**Work instruction**
All lines in the listing below from the one containing "on the sloped" through the last should be written out exactly, and only those.

**Input material**
□ □ □

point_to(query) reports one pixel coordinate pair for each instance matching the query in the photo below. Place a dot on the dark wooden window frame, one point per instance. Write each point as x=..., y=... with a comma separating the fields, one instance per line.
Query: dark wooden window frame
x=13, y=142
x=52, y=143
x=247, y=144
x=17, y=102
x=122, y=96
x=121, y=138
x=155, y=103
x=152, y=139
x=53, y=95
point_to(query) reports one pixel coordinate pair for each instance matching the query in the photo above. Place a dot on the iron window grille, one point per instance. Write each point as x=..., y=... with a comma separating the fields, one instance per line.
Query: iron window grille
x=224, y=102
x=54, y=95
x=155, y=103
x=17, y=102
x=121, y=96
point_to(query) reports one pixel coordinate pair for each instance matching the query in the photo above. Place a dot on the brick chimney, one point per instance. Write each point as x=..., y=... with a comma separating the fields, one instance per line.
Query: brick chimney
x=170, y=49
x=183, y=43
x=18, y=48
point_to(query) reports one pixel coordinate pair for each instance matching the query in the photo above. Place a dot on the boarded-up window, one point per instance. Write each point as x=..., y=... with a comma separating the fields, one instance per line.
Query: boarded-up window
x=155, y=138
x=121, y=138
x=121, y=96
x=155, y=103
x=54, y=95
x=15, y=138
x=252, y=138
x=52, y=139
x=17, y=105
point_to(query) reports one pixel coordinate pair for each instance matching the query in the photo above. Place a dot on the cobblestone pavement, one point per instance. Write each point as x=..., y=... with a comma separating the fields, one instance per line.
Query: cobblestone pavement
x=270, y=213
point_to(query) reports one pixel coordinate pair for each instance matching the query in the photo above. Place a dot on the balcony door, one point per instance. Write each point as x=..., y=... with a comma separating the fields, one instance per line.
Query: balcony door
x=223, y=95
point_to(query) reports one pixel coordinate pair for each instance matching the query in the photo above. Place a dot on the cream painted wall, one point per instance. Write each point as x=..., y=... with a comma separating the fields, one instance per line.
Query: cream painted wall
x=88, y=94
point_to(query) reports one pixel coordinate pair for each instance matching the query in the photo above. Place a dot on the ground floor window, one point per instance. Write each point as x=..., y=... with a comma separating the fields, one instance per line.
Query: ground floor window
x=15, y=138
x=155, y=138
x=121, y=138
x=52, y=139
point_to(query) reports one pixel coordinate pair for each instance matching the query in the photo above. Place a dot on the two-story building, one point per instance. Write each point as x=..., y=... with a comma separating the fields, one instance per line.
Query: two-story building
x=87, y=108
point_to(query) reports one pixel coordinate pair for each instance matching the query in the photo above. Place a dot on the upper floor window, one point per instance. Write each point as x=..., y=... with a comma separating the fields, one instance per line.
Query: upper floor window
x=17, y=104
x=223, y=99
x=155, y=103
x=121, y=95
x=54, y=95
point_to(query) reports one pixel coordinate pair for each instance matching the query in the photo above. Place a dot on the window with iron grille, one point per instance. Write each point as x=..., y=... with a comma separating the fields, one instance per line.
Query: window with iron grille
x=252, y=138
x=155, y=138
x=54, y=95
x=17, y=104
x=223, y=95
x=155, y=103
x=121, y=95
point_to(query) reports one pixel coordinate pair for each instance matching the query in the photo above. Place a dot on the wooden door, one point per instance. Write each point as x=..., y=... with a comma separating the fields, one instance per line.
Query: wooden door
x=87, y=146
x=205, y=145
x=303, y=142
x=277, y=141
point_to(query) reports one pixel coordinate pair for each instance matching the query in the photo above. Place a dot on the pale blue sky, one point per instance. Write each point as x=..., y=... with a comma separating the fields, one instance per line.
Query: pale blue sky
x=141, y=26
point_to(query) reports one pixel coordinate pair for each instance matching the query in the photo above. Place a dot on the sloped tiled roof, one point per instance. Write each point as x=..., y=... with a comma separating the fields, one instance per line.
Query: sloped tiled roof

□ □ □

**Response area**
point_to(query) reports one pixel coordinate pair for each instance matching the query in the photo above. Place a dot on the sloped tiled roof, one point per instance. Write each point as x=..., y=... with a comma separating the fields, one instance per line.
Query: sloped tiled roof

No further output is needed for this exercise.